CHALLENGE
Revise the material from the line with "For this exercise we mark the necktie" to the line with "[(477, 268), (263, 201), (67, 210), (152, 207)]", changing "necktie" to "tie" and keeping everything else the same. Give back only those lines.

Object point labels
######

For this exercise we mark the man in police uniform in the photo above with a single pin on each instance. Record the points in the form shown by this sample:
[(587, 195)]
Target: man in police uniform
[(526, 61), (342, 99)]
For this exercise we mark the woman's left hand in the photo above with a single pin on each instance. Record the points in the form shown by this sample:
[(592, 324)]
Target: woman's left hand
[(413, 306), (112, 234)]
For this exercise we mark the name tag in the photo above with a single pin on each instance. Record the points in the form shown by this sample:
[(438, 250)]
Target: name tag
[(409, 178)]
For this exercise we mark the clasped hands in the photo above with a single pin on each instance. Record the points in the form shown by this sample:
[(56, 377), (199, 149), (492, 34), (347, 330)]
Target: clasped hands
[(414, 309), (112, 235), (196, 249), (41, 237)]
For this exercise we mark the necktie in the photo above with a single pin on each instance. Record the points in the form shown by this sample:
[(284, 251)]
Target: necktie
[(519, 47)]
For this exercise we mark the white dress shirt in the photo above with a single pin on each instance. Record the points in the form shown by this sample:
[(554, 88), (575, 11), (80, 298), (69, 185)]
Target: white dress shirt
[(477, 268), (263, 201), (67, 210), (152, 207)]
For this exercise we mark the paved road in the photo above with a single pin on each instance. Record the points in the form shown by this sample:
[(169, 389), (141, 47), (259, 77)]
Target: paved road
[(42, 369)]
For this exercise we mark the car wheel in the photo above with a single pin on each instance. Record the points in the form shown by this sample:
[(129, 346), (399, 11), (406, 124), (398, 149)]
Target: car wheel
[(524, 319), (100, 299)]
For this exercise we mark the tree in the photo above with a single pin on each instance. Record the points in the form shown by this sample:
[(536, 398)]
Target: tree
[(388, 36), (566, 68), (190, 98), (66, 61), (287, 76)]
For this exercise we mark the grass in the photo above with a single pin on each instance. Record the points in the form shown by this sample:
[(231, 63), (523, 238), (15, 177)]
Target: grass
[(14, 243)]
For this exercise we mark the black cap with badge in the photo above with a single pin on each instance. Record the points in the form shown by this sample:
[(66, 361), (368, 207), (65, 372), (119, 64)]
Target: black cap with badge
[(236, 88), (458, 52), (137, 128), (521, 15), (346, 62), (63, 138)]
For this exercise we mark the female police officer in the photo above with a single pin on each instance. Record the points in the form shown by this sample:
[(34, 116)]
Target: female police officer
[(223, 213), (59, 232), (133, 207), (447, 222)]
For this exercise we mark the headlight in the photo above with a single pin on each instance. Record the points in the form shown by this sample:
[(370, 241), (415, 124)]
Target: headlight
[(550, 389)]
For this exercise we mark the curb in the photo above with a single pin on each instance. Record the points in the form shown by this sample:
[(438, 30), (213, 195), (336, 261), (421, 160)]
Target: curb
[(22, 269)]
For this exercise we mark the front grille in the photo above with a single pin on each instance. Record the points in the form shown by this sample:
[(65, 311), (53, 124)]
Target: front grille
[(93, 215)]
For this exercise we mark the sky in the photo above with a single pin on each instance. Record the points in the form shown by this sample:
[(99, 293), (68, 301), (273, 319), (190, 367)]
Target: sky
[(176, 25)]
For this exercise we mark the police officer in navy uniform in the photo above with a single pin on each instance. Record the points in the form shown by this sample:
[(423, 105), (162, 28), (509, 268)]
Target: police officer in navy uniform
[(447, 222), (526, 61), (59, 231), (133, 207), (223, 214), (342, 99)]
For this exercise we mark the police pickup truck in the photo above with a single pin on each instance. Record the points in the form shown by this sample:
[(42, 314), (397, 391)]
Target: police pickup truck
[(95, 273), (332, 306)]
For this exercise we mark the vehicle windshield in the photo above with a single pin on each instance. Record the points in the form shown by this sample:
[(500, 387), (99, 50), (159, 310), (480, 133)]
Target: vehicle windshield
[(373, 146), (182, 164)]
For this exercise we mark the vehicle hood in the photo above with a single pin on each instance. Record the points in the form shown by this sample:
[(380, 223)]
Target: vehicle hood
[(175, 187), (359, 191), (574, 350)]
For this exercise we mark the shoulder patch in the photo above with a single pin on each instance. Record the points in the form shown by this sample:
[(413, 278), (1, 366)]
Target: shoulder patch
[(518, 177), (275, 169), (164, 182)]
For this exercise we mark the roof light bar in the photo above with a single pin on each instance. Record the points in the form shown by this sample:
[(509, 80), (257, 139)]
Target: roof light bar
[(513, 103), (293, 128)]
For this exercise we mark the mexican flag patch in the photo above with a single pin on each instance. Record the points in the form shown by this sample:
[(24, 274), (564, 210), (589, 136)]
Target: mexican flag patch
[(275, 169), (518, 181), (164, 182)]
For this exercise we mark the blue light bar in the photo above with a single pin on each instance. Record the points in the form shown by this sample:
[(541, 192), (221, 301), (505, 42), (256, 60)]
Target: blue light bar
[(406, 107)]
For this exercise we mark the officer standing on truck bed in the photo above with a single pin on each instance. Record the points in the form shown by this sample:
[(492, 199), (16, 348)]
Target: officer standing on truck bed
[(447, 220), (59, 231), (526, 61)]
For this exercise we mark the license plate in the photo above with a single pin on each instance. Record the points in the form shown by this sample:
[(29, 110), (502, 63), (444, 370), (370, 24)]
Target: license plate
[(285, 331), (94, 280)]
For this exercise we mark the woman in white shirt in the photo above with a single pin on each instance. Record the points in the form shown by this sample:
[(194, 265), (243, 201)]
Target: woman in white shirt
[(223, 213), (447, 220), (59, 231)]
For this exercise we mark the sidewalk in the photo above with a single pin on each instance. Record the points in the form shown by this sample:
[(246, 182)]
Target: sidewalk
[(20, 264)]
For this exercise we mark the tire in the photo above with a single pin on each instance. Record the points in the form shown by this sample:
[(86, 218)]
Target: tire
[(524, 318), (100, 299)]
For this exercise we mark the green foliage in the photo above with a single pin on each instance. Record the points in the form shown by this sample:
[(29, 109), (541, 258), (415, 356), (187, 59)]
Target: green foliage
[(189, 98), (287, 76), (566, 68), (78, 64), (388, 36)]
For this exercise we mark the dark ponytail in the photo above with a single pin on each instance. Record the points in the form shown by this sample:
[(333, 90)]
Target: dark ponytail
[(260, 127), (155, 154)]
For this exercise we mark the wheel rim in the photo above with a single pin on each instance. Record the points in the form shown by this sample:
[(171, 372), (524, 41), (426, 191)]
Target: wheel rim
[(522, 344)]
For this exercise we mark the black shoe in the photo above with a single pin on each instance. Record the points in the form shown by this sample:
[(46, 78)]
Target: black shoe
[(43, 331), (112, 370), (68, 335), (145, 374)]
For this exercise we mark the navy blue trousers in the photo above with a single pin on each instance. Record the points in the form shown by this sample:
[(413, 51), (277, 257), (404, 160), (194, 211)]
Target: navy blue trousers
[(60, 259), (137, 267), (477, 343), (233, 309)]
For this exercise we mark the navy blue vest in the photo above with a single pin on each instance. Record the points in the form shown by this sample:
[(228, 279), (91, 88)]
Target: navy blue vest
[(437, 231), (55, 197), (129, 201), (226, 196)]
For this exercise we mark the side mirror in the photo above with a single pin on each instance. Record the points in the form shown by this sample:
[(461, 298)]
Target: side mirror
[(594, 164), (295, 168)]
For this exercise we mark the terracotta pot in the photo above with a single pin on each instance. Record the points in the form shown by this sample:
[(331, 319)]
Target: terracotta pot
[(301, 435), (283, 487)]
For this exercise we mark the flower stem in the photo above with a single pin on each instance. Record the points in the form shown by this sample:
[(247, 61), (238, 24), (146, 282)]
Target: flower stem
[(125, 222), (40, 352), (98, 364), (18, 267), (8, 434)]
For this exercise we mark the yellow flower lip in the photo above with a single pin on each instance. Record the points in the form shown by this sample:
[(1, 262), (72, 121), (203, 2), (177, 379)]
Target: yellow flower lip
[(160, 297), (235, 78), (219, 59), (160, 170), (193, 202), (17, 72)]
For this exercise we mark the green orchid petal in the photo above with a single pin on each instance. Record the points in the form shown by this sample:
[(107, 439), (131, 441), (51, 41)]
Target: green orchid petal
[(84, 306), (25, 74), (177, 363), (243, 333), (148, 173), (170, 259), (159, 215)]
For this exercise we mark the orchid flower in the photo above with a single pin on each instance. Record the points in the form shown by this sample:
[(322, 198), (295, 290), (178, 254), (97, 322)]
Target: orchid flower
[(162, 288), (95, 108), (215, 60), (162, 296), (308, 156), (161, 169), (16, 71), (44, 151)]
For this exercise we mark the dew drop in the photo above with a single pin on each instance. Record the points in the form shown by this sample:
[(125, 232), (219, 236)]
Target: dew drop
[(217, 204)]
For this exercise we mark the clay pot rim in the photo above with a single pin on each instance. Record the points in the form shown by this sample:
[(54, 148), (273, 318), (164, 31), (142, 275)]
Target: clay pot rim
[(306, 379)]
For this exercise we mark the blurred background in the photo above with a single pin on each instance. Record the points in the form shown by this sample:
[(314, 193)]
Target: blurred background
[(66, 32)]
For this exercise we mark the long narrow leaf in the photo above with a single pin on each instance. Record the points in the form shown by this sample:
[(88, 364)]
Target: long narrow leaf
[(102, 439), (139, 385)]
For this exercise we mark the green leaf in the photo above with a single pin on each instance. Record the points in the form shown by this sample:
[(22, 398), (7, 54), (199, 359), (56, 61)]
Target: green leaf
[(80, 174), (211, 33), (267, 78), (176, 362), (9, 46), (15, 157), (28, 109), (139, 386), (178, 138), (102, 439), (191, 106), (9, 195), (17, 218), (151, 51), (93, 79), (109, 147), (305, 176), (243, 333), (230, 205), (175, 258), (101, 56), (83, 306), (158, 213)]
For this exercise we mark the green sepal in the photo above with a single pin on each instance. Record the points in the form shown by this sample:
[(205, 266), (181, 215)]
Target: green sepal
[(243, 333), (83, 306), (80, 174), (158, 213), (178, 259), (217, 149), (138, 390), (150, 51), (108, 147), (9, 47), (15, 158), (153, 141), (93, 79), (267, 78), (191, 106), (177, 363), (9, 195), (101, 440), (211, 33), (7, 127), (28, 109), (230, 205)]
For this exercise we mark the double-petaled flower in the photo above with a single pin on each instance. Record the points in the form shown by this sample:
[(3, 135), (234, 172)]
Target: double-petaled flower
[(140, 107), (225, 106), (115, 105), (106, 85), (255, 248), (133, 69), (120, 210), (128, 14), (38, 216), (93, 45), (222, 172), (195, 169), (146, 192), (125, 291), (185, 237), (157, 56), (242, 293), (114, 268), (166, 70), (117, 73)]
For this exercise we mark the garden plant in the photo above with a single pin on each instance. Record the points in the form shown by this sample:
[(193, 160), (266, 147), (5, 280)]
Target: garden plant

######

SOLVED EXERCISE
For this exercise we mark the tie in the photo above with a single pin on each instance. Record the points in the form shown by this sample:
[(284, 251)]
Target: tie
[(519, 47)]
For this exercise we mark the white dress shirt in the photo above with a single pin on each instance. Record the points in the form shown by this sample:
[(554, 88), (575, 11), (80, 298), (69, 185)]
Target: white dress shirt
[(477, 268), (263, 201), (67, 210), (152, 207)]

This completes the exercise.